Data section START

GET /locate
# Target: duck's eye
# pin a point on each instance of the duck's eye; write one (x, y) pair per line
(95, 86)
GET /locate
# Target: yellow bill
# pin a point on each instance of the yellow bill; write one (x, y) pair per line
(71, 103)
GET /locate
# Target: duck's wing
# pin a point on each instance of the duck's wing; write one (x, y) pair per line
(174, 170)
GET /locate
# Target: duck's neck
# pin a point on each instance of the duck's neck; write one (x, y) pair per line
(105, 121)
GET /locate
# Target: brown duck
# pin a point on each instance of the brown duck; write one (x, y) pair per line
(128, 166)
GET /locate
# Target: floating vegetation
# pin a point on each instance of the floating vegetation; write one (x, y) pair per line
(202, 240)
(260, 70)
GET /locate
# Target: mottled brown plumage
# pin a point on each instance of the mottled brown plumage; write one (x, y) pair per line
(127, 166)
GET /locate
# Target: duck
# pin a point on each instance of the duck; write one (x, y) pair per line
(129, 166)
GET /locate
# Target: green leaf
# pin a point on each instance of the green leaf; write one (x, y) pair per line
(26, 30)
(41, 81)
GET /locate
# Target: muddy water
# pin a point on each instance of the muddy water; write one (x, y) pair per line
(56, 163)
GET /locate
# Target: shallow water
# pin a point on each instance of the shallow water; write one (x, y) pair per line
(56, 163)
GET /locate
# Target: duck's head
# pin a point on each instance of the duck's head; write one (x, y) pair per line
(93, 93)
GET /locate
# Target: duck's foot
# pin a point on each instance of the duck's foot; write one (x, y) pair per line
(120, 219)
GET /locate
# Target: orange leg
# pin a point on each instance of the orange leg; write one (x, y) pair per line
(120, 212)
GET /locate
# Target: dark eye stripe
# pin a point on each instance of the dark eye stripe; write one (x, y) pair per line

Data section END

Instructions for the task: Write out the entire listing exactly.

Written answer:
GET /locate
# Target: duck's eye
# pin a point on each instance of the duck's eye; write one (x, y) pair per line
(95, 86)
GET /locate
# Target: yellow bill
# pin a point on each instance of the yellow bill; write one (x, y) pair per line
(71, 103)
GET /locate
# Target: duck's wing
# pin a point on each instance of the duck's wing; write one (x, y) pair per line
(174, 170)
GET /locate
# Target: duck's neck
# pin a point on each instance of the duck's neck; write one (x, y) pair per line
(105, 121)
GET /locate
# Target: brown duck
# pin a point on each instance of the brown duck; write one (x, y) pair per line
(128, 166)
GET /locate
# Target: floating vegetation
# pin a point on each instance of the floating vegetation; write one (x, y) pair per line
(202, 240)
(260, 70)
GET /locate
# Target: mottled brown plumage
# pin a point on each instance of the mottled brown plumage; write one (x, y) pair per line
(127, 166)
GET /locate
# Target: duck
# pin a point on each instance of the duck; write one (x, y) pair per line
(129, 166)
GET /locate
# Target: green leaf
# pin a point on each instance of the green leaf; write one (x, y) pair per line
(26, 30)
(41, 81)
GET /locate
# Target: muddy water
# pin a point on each instance of the muddy water; write one (x, y) pair per line
(56, 163)
GET /locate
# Target: shallow water
# pin a point on each instance of the shallow water; write one (x, y) pair per line
(56, 163)
GET /locate
# Target: duck's head
# pin a point on each instance of the duck's head; write one (x, y) pair per line
(93, 93)
GET /locate
# Target: duck's foot
# pin a point on each instance of the duck's foot; write one (x, y) pair per line
(120, 219)
GET /locate
# Target: orange leg
# pin a point on each instance of the orange leg; write one (x, y) pair per line
(120, 212)
GET /locate
# Target: dark eye stripe
# pin a point on each instance of the dark eye stripe; write one (x, y) pair per line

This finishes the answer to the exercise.